Task objective: Write down every item below word for word, keeping each line as it stands.

Rows taken from a segmentation dataset:
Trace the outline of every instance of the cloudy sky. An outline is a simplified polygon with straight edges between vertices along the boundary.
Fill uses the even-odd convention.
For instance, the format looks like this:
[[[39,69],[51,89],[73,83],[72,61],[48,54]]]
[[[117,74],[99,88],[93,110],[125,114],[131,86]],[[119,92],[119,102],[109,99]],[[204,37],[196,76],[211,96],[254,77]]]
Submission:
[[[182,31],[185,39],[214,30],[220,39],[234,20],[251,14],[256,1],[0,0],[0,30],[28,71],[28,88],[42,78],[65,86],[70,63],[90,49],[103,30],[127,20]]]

Expected output:
Trace the outline of every instance of the cloudy sky. An outline is a simplified polygon with straight edges between vertices along the boundary.
Fill uses the even-odd convention.
For instance, the format looks like this:
[[[39,69],[51,89],[73,83],[72,61],[48,54]]]
[[[117,74],[99,88],[93,110],[125,114],[131,86]],[[119,92],[119,102],[109,99]],[[204,37],[196,76],[211,96],[254,77]]]
Submission:
[[[182,31],[185,39],[214,30],[220,39],[234,20],[251,14],[256,1],[0,0],[0,30],[28,71],[28,88],[42,78],[65,86],[70,63],[90,49],[103,30],[127,20]]]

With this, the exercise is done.